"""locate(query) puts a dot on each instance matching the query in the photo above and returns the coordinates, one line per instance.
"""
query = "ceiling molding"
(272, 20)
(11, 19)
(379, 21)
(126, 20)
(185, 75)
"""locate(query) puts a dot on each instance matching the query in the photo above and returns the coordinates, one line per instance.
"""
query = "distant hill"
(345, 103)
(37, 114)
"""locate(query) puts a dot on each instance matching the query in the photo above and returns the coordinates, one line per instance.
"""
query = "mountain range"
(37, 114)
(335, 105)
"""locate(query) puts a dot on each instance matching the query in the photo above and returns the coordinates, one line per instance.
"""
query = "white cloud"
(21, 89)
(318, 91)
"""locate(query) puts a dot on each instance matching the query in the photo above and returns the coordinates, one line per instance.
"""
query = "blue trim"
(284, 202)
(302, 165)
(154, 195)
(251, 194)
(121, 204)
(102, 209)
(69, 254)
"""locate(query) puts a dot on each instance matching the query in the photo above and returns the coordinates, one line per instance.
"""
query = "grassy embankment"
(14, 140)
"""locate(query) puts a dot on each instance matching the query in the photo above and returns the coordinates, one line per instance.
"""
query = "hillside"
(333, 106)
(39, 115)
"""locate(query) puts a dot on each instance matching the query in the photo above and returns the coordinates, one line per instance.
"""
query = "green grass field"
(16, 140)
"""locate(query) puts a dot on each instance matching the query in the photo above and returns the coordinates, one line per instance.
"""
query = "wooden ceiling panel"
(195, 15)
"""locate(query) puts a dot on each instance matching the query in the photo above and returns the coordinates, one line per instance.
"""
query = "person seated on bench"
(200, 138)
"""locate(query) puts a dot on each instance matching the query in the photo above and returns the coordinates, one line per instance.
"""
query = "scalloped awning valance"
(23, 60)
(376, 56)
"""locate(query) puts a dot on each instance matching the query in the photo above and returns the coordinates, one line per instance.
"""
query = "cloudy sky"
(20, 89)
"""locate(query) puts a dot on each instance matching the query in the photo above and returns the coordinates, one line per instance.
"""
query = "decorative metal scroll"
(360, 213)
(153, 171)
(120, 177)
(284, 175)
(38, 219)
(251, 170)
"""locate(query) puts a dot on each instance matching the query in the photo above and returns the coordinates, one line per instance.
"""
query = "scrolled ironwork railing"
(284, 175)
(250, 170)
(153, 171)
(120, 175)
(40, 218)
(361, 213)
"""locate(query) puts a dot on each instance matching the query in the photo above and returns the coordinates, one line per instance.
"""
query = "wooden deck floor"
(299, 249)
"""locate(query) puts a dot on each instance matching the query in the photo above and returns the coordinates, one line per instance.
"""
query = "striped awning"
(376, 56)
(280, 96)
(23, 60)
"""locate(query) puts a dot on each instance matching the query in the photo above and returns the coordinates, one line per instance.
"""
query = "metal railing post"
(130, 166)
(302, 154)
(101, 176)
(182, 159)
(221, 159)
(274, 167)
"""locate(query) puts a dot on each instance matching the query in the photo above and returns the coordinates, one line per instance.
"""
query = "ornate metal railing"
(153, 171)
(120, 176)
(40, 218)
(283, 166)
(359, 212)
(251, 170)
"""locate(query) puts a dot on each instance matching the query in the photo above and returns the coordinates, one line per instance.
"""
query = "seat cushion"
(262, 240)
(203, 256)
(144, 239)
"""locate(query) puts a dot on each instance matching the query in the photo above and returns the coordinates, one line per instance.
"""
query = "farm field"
==========
◆ Your task ◆
From the rows above, pull out every line that contains the word "awning" and copy each one in full.

◆ Solution to this task ◆
query = "scalloped awning valance"
query = "striped awning"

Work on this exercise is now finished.